• [Text shown]
begin

I first visited Oxford when I was 10 or 11. I was into dungeon-and-dragons style books at the time, where you had to choose which way to go and then turn to the page to find out if you’d arrived at treasure or a nasty imp. Oxford, with its cloisters and quadrangles and halls, struck me as being a made-up fantasy place like the kingdoms in the books, where anything could be lurking round the corner.
5. Port Meadow.
6. The White Horse.
A friend who read a proof copy of After I Left You said she was waiting for the White Horse to turn up, and sure enough, a version of it does.
On the way back from visiting the ancient chalk landmark, the friends discuss the game of truth or dare they played when they first met, leading to this exchange, which is pretty much the set-up of the story in a nutshell:
‘No one went for truth, then,’ I said.
‘No,’ Clarissa agreed. ‘In the end, no one did,’ and she started the drive back to Oxford.
7. The river.
I love a walk through Christ Church meadows, and the Salter’s Steamers boat trip from Abingdon to Oxford.

end

• [The tasks]
1. Retype the passage about Oxford from "5. Port Meadow." up to and including "7. The river.".
2. Extend the passage about Oxford by writing what comes after its final sentence.

• [Material provided]
begin

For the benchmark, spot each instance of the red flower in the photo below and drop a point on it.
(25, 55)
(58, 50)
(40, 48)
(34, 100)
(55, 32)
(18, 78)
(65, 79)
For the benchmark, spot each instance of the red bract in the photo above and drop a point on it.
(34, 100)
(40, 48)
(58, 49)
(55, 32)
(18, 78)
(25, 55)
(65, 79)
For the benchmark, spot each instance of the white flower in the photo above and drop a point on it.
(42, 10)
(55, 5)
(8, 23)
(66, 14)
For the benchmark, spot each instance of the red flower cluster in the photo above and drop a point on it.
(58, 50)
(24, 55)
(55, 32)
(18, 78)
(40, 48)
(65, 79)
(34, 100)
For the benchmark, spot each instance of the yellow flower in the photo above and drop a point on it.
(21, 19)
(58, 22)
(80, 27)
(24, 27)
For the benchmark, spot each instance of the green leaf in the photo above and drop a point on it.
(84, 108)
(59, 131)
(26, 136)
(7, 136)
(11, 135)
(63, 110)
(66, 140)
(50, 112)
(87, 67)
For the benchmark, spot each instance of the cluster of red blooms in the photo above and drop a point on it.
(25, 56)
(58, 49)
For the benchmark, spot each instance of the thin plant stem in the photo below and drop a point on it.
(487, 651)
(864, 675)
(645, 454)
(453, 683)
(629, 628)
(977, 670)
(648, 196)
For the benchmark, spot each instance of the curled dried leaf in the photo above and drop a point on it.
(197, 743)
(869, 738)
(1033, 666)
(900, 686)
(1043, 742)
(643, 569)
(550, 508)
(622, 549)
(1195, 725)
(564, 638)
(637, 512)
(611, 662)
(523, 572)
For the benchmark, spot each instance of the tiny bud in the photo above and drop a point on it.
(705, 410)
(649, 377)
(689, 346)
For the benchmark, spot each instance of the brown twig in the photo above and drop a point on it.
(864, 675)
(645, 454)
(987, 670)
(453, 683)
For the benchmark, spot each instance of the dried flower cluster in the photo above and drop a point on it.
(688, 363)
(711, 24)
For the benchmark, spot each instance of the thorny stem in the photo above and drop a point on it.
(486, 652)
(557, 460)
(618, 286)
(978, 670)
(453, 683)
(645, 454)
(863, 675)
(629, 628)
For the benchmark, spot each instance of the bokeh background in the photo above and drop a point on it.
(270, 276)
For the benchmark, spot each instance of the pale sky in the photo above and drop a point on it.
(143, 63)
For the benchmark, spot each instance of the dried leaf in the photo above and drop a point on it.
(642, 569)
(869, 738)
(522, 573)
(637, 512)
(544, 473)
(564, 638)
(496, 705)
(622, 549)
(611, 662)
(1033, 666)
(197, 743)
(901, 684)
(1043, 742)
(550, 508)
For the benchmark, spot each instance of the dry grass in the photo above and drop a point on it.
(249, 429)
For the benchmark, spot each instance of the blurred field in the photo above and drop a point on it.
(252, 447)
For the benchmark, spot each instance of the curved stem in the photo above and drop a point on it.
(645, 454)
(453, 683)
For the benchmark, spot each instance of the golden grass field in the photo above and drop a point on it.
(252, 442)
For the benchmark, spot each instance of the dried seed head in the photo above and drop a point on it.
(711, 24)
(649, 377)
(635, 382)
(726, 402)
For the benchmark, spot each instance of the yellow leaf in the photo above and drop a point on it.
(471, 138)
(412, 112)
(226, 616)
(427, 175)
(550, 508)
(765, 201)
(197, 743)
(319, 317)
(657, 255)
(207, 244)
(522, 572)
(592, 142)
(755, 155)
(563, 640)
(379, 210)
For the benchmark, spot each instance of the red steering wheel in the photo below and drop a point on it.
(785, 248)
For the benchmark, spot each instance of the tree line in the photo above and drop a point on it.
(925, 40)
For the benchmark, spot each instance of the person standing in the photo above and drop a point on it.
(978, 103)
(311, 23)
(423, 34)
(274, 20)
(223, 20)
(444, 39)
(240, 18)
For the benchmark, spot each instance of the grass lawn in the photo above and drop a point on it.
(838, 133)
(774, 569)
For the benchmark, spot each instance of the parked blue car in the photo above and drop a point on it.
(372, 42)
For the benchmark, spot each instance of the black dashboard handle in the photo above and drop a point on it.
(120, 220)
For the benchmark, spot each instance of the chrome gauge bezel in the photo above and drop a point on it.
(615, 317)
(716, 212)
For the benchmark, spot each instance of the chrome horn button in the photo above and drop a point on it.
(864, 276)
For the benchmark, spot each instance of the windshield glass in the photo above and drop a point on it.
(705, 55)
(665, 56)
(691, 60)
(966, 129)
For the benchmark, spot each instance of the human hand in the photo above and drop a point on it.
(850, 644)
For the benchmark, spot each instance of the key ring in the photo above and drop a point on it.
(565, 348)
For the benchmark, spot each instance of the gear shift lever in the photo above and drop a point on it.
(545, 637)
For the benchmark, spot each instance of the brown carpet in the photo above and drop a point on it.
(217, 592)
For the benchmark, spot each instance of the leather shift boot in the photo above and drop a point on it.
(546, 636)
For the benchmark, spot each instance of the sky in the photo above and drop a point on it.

end

• [Outputs by task]
1.
5. Port Meadow.
6. The White Horse.
A friend who read a proof copy of After I Left You said she was waiting for the White Horse to turn up, and sure enough, a version of it does.
On the way back from visiting the ancient chalk landmark, the friends discuss the game of truth or dare they played when they first met, leading to this exchange, which is pretty much the set-up of the story in a nutshell:
‘No one went for truth, then,’ I said.
‘No,’ Clarissa agreed. ‘In the end, no one did,’ and she started the drive back to Oxford.
7. The river.

2.
In After I Left You, when Anna meets up with her friend Meg and looks through her photo album, she sees a snap of the friends together on a bench near the river: ‘there we all were, squeezed on to a bench overlooking the river on a frosty autumn morning, happy and complete and sure of ourselves, a pack surveying its territory’.
And here’s the cover of the German edition of After I Left You (out in June!) showing what I imagine to be the same bench years later.
If you go punting, in my experience, the trick is to find someone who knows what they’re doing and persuade them to do the punting bit, while you lounge around taking in the scenery and drinking something fizzy.
8. The Oxford University Museum of Natural History and the Pitt Rivers Museum.
Dinosaurs! Shrunken heads! Witchy stuff!
This is where we first meet Keith in After I Left You, ‘standing awkwardly in one of the dinosaur footprints… as if half attempting to strike a pose and half wanting just to get the photo over with.’
9. St Margaret’s Church and St Margaret’s Well.
An otherworldly place, along the lane from the Perch. The well inspired the treacle well in Alice in Wonderland and it’s the model for St. Bartholomew’s well in After I Left You, which is also in a churchyard:
A canopy of leaves sheltered the little congregation of the dead from the wind, the sun and the rain. It was as if we were already inside, if not a church, then some other protected space.
10. Bleinheim Palace.
It’s a magnificent building, but what I love most about Bleinheim is the view. In After I Left You, there’s a stately home called Shawcross Hall where Keith spends a happy summer showing tourists round the orangery, and where Anna is finally given the chance to confront the past.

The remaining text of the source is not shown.